(Records from a collection)
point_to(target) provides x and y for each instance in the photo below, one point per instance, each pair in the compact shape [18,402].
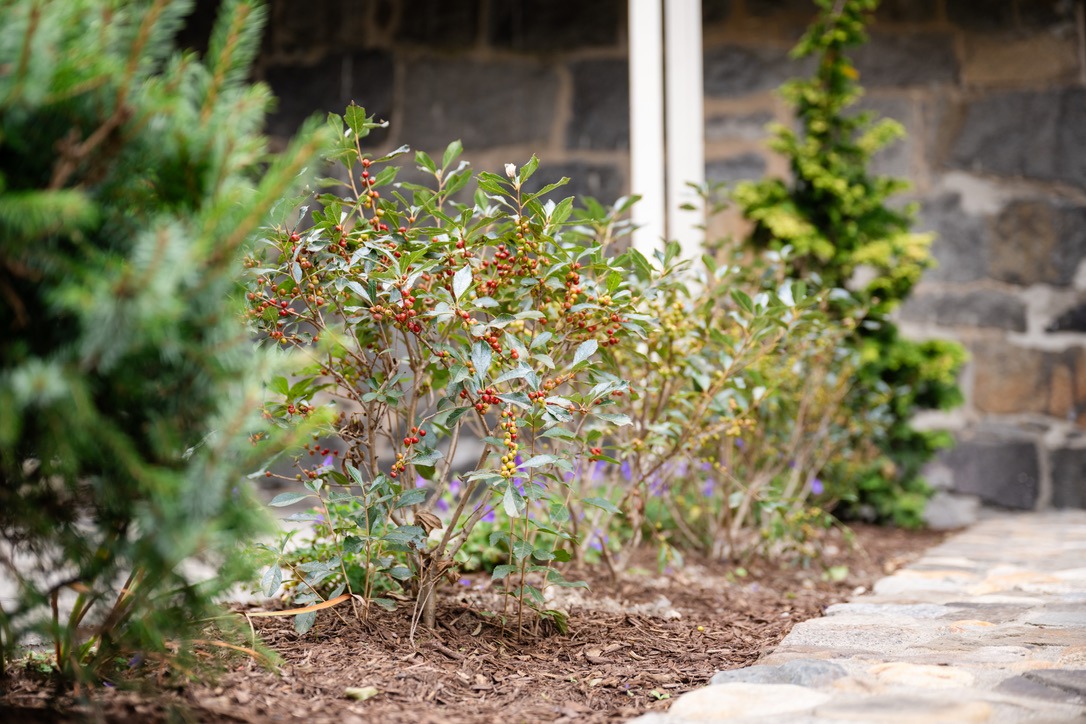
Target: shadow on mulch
[632,645]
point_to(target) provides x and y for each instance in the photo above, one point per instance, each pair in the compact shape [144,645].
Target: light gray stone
[946,511]
[517,108]
[1069,478]
[911,709]
[730,701]
[907,59]
[743,167]
[912,610]
[959,249]
[800,672]
[1032,134]
[731,127]
[601,113]
[980,308]
[1005,472]
[732,71]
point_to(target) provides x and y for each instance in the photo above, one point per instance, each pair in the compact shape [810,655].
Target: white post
[646,124]
[685,124]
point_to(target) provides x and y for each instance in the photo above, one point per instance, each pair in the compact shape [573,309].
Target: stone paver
[989,626]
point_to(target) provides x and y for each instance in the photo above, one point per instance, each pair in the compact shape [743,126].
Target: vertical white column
[685,122]
[646,124]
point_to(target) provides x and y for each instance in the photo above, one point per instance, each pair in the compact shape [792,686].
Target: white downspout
[685,123]
[646,124]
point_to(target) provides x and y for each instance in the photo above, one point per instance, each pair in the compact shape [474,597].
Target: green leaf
[584,351]
[355,118]
[538,460]
[502,571]
[287,499]
[481,356]
[461,281]
[400,572]
[304,621]
[279,385]
[405,535]
[425,161]
[411,497]
[452,152]
[743,300]
[426,456]
[616,418]
[603,504]
[512,502]
[518,398]
[516,373]
[272,581]
[521,549]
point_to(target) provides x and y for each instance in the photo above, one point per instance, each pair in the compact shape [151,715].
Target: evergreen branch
[224,60]
[24,58]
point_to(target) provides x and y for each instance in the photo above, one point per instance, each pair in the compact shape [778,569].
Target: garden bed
[633,644]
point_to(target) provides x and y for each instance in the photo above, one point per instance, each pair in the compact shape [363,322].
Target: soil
[632,645]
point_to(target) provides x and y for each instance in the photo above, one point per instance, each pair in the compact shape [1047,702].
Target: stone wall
[992,92]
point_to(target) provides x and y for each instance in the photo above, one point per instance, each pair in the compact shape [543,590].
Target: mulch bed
[632,645]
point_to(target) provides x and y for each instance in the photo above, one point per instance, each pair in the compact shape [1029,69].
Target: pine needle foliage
[836,223]
[133,178]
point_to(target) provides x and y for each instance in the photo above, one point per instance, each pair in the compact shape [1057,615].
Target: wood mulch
[632,645]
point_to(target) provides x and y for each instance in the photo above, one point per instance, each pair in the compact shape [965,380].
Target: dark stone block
[555,25]
[294,28]
[305,90]
[896,159]
[995,15]
[601,117]
[743,167]
[1002,472]
[906,11]
[602,181]
[483,104]
[979,308]
[1072,681]
[959,243]
[1070,320]
[1026,686]
[439,23]
[1069,478]
[731,127]
[1037,242]
[1037,135]
[716,11]
[799,672]
[765,8]
[740,71]
[913,59]
[981,14]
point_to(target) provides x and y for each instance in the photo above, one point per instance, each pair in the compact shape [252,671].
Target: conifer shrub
[131,179]
[837,225]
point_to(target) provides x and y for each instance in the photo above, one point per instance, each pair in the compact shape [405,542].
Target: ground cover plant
[131,179]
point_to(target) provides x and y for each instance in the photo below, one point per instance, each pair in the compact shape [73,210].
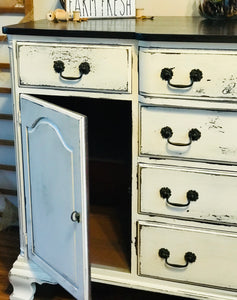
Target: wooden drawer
[217,130]
[215,264]
[199,194]
[218,69]
[108,68]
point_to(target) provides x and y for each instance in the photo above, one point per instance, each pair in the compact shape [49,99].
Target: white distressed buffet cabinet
[126,155]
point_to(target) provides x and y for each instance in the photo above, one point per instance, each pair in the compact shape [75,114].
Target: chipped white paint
[110,66]
[217,131]
[177,233]
[215,251]
[218,80]
[216,193]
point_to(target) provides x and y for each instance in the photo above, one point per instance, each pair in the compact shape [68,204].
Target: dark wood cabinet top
[184,29]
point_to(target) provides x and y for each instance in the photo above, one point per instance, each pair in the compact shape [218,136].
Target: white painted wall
[151,7]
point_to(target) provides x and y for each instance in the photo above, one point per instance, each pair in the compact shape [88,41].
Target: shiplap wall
[41,8]
[7,153]
[151,7]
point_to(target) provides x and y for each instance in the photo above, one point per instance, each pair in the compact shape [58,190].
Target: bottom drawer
[212,261]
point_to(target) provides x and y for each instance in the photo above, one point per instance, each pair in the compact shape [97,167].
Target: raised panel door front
[54,159]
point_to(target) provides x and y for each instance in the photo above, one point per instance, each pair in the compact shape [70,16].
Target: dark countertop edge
[186,38]
[123,35]
[65,33]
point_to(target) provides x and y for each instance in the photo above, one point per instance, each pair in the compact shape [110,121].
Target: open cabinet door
[54,161]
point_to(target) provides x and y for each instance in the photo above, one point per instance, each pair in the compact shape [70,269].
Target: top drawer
[218,69]
[82,67]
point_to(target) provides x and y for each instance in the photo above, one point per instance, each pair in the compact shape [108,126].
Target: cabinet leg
[23,288]
[23,276]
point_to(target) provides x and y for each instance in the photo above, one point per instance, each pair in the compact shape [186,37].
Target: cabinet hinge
[18,118]
[135,244]
[26,239]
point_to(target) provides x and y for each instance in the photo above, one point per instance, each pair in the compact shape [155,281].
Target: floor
[9,250]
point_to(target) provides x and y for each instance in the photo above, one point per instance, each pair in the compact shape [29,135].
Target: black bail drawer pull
[195,75]
[189,257]
[75,217]
[84,69]
[191,195]
[194,134]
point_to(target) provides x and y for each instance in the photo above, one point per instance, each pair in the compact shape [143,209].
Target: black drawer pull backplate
[84,69]
[167,74]
[194,134]
[189,257]
[191,195]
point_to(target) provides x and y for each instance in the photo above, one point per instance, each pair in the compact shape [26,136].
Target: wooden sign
[102,8]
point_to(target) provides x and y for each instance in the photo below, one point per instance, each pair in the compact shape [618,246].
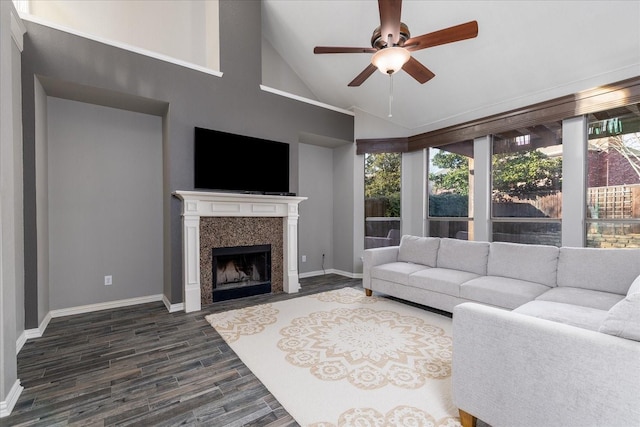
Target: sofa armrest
[376,256]
[511,369]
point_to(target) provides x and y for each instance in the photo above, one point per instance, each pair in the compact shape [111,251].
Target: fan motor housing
[379,42]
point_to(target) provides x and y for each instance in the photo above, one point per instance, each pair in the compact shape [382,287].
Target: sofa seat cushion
[582,297]
[575,315]
[442,280]
[397,272]
[501,291]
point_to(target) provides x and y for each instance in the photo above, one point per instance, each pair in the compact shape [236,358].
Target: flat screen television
[230,162]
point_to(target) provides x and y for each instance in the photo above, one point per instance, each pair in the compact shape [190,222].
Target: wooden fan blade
[338,49]
[418,71]
[364,75]
[456,33]
[390,11]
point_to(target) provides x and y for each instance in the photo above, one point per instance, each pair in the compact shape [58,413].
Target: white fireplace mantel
[196,204]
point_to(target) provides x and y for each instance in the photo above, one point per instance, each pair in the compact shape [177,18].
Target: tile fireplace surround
[196,204]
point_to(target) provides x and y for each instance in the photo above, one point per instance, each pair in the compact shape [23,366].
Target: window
[527,185]
[450,180]
[613,179]
[382,199]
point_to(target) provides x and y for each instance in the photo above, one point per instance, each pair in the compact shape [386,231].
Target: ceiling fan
[392,44]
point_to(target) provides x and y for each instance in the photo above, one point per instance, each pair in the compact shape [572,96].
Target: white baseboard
[20,341]
[172,308]
[36,332]
[104,305]
[330,271]
[6,406]
[39,331]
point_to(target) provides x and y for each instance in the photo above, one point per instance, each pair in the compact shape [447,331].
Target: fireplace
[218,219]
[241,271]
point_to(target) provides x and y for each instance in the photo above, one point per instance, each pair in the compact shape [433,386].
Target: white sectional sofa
[543,336]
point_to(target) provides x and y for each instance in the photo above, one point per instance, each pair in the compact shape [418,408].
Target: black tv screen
[230,162]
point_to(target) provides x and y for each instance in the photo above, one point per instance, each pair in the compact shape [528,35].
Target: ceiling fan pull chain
[390,93]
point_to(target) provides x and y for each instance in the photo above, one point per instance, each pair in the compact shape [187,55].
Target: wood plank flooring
[143,366]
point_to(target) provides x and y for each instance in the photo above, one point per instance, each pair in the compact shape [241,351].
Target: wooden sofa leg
[466,419]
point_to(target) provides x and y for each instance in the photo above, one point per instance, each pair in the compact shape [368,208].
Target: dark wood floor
[143,366]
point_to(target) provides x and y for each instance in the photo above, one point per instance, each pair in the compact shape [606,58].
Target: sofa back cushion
[419,250]
[463,255]
[533,263]
[623,319]
[608,270]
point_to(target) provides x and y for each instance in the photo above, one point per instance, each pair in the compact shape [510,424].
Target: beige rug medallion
[340,358]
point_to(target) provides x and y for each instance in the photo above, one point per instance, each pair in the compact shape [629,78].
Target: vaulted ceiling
[525,52]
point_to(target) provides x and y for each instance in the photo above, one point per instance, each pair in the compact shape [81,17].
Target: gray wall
[233,103]
[316,214]
[11,279]
[105,203]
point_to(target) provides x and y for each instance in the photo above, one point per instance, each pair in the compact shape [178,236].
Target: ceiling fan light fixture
[391,59]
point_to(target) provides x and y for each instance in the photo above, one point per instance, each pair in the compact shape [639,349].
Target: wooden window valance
[606,97]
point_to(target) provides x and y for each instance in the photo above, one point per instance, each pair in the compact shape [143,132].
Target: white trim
[121,45]
[6,406]
[306,100]
[39,331]
[331,271]
[172,308]
[312,274]
[17,28]
[104,305]
[20,341]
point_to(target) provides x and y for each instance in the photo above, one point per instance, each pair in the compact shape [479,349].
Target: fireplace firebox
[241,271]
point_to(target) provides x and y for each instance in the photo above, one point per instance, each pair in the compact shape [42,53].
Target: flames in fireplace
[234,272]
[240,271]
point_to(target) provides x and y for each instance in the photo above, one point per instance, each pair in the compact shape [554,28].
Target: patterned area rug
[340,358]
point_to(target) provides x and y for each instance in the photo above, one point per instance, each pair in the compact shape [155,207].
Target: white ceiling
[525,52]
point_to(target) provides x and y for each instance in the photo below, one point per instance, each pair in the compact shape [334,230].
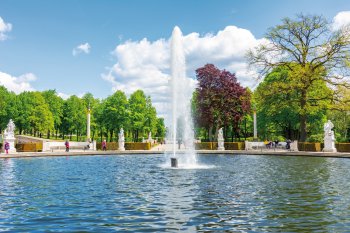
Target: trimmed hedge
[309,146]
[29,147]
[109,146]
[128,146]
[203,146]
[343,147]
[137,146]
[234,145]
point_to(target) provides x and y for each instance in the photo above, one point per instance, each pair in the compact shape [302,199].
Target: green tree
[92,103]
[160,128]
[151,117]
[55,103]
[74,117]
[278,107]
[8,108]
[34,114]
[115,112]
[312,53]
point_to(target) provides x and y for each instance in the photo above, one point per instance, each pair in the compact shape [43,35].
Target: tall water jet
[181,131]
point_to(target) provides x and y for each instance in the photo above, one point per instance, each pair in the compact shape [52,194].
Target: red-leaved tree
[221,100]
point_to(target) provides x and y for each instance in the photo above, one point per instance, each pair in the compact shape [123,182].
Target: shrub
[203,146]
[309,146]
[137,146]
[316,138]
[234,145]
[109,146]
[28,147]
[343,147]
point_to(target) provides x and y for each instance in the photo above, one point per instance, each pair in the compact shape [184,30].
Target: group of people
[271,144]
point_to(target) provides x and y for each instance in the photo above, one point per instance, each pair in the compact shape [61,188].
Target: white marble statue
[121,140]
[10,130]
[221,140]
[329,139]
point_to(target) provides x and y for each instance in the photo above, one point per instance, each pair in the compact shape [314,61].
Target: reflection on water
[178,200]
[133,194]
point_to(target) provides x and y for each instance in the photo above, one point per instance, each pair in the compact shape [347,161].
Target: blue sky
[127,37]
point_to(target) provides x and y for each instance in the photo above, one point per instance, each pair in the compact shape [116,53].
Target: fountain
[181,130]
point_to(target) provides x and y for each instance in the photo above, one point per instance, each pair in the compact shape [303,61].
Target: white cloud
[66,96]
[145,64]
[17,84]
[341,19]
[4,27]
[82,48]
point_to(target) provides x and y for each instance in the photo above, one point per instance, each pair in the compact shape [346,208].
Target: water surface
[135,193]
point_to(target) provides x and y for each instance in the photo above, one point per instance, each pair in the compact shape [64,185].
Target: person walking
[7,147]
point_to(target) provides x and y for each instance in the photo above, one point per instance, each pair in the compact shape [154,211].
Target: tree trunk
[303,117]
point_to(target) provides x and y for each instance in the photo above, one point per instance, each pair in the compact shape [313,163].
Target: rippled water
[134,193]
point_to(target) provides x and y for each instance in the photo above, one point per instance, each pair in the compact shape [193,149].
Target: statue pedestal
[11,141]
[221,144]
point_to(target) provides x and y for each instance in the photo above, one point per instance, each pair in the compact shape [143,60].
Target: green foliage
[343,147]
[279,109]
[314,56]
[55,104]
[115,112]
[316,138]
[137,146]
[74,116]
[309,146]
[39,113]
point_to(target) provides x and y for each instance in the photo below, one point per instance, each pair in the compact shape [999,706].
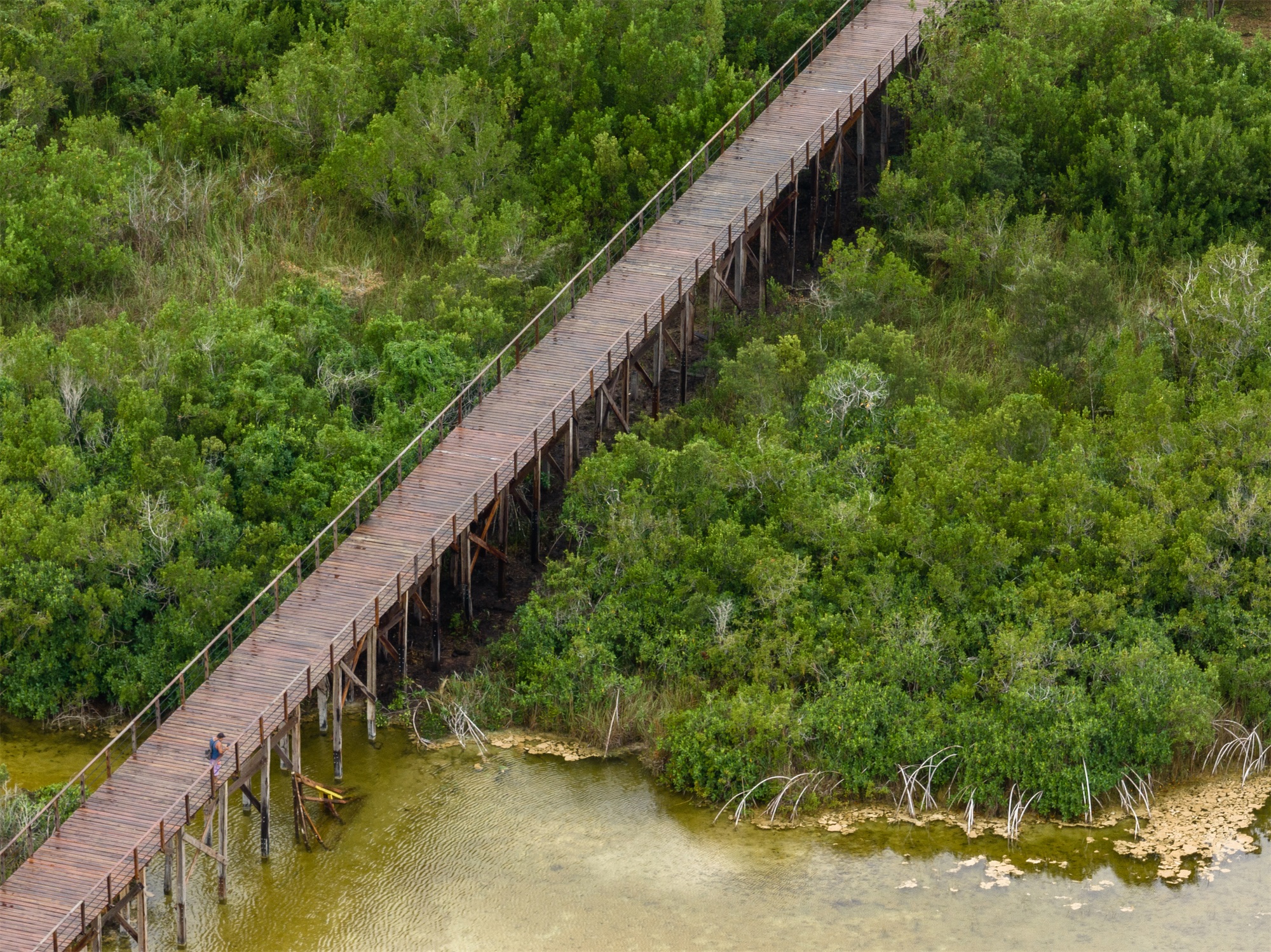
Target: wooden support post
[684,351]
[861,153]
[815,209]
[660,359]
[143,913]
[435,608]
[885,132]
[627,386]
[294,751]
[537,513]
[503,519]
[373,654]
[794,226]
[466,578]
[838,186]
[322,704]
[167,867]
[223,837]
[337,720]
[766,236]
[570,458]
[180,885]
[406,634]
[265,799]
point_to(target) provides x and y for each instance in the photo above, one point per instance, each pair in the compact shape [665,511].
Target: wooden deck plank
[93,840]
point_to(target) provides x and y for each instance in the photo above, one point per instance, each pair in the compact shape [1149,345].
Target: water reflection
[537,853]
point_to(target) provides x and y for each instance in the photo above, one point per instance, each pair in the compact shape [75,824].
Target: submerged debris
[1204,820]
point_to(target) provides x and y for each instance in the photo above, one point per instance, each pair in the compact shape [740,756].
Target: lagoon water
[536,853]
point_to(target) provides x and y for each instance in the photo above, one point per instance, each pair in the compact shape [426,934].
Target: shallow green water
[537,853]
[36,758]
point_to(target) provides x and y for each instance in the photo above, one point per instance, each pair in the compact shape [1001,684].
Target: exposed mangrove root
[1133,790]
[1017,805]
[806,781]
[920,779]
[1239,744]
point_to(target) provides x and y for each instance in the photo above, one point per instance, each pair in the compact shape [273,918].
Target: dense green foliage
[1001,484]
[247,251]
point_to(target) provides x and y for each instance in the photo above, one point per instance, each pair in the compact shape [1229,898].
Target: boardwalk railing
[271,598]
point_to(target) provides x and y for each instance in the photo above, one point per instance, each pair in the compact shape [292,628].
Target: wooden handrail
[273,714]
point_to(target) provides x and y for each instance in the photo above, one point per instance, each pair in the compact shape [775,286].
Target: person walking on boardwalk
[217,747]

▸ Task objective: Copy the records word for word from the line with "compact shape [1229,898]." through the end of the records, including that line.

▸ Task solution:
point_to(target) provides x and y for each instance in the photo above, one point per instance, each pair in the compact shape [1229,898].
Target: boardwalk railing
[271,598]
point_to(target) provides x and y for each instance in the photo above, one point per instance, each pair in the compact shape [292,628].
Target: wooden handrail
[273,714]
point_to(target) provides x and y for each instance in the photo above, one point per instance, each pair in the compact shape [775,286].
Target: person walking on boardwalk
[217,747]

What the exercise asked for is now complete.